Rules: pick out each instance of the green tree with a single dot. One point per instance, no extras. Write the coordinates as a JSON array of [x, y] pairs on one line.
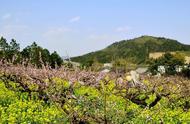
[[55, 60]]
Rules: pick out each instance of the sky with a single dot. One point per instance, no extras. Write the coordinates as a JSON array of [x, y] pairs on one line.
[[76, 27]]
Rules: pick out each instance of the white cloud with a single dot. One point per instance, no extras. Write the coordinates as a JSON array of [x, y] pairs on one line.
[[6, 16], [56, 33], [13, 31], [75, 19], [98, 37], [123, 29]]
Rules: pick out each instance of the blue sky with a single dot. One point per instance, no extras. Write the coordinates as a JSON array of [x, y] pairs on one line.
[[77, 27]]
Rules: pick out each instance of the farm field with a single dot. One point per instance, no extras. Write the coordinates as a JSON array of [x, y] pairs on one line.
[[30, 95]]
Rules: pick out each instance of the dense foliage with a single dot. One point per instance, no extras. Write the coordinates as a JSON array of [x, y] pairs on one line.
[[32, 54], [33, 95], [170, 62], [135, 50]]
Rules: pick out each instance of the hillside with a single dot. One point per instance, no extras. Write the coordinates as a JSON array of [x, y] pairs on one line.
[[134, 50]]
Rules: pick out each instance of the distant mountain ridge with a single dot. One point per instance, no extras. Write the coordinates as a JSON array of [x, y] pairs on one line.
[[134, 50]]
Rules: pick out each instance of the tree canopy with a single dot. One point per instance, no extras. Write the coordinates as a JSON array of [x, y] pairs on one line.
[[33, 54]]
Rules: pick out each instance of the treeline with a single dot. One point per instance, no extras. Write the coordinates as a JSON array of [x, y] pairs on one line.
[[33, 54], [135, 50]]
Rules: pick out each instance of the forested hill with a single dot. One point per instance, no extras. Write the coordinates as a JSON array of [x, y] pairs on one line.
[[135, 50]]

> EXERCISE DESCRIPTION: Copy the listing above verbatim from start to finish, leaving out the picture.

> THE RESPONSE:
Rules: pick out each instance of the green tree with a single dot. One point per instance, no extras. Write the coordinates as a JSON array of [x, y] pairs on one line.
[[55, 60]]
Rules: pick out each instance of the sky with a single dot. One point per instance, no extras. Write the coordinates as a JSON array of [x, y] pairs on one line.
[[76, 27]]
Rules: pick out each instance of the white cloud with a single dot. One point per instance, no extras. Write the coordinates as a JSON array of [x, y] pairs on one line.
[[6, 16], [56, 33], [13, 31], [75, 19], [98, 37], [123, 29]]
Rules: pick out each instance of the blue sky with a single dot. One point per instance, no extras. Write the coordinates as a JSON array of [x, y] pairs on one line.
[[77, 27]]
Rules: pick out each instance of the farm field with a single dot. One point per instance, no extras. Write the coordinates as a JSON array of [x, y] pairs on one line.
[[30, 95]]
Rules: pick out each instance of the dense foliage with a single dot. One point per instance, no extras. Write the coordinates as a JSON array of [x, y] pairs on one line.
[[32, 54], [33, 95], [170, 62], [135, 50]]
Rules: pick out each instance of the hillside with a single dot. One point per instance, no extras. Write the coordinates as a JSON array of [x, y] pairs on one line.
[[134, 50]]
Rules: pick out each instance of the distant mountain ridge with a single dot. One point per instance, no extras. Write the coordinates as a JSON array of [x, y] pairs on one line.
[[134, 50]]
Rules: pick out each instance of the tree canopy with a single dot. One point per instance, no extras. Write the coordinates as a JSON array of [x, y] pairs on one line.
[[33, 54]]
Rules: pick out each instance of the treeline with a single dot. One point per instance, no extras. Write the coordinates as a JSON array of [x, y] pairs on one line.
[[33, 54], [135, 50]]
Rules: pick out each instance of the forested hill with a single dot. One point per instance, no extras. Write the coordinates as a JSON array of [x, y] pairs on one line.
[[135, 50]]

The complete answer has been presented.